■ EXERCISE AIM
Gather every line of the material below that contains the word "cushion". Case counts.

■ Dataset excerpt
[Start]

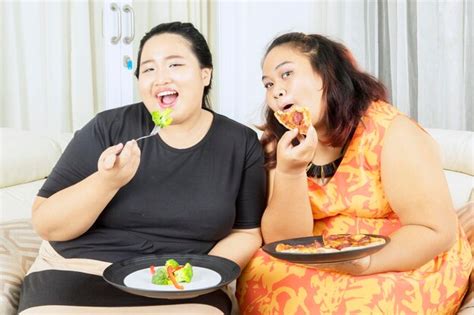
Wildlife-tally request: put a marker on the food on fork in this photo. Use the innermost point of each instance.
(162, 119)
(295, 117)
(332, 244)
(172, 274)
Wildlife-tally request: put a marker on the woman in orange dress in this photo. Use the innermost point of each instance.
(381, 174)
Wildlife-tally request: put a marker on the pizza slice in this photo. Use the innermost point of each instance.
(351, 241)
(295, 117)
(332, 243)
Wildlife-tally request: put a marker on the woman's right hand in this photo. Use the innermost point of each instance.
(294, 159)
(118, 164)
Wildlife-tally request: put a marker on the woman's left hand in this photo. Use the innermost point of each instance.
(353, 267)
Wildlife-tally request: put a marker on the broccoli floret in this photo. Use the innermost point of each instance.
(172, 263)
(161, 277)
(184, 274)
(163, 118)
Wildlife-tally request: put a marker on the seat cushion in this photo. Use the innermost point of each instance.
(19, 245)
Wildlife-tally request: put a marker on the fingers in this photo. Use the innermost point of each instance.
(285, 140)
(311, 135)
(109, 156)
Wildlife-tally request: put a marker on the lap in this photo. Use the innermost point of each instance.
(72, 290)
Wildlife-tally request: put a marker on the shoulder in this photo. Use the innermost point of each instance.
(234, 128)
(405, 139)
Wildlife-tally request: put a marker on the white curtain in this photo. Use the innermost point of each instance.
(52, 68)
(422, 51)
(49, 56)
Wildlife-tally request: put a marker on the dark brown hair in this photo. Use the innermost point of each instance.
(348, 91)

[End]
[Start]

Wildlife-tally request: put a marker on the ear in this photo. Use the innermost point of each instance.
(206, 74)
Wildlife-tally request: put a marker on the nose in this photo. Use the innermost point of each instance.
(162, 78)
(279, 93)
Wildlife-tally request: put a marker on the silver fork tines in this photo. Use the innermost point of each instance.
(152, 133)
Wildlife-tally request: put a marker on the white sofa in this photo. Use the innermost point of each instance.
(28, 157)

[End]
[Start]

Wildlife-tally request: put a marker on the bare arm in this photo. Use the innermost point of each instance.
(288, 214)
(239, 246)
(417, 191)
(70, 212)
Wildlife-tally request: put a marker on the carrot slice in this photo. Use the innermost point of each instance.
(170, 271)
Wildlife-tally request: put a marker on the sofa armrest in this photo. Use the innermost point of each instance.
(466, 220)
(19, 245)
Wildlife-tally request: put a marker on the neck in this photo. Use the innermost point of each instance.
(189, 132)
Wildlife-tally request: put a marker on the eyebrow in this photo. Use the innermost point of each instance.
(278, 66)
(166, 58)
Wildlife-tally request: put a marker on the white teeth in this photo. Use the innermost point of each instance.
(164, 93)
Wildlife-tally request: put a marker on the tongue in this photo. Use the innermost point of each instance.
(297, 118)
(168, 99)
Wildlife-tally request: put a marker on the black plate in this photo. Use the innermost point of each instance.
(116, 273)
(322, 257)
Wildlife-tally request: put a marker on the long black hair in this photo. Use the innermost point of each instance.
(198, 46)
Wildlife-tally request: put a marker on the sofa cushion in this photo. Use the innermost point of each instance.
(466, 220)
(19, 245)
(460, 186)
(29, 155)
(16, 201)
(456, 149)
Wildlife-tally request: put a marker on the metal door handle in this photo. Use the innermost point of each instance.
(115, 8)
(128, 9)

[End]

■ EXPECTED OUTPUT
Wildlife-tally request: put a marker on the seat cushion in this photo. Use the innermost point of each instance.
Wildlife-tally request: put a marker on the sofa cushion in this photo. Use the innermost point of each instance.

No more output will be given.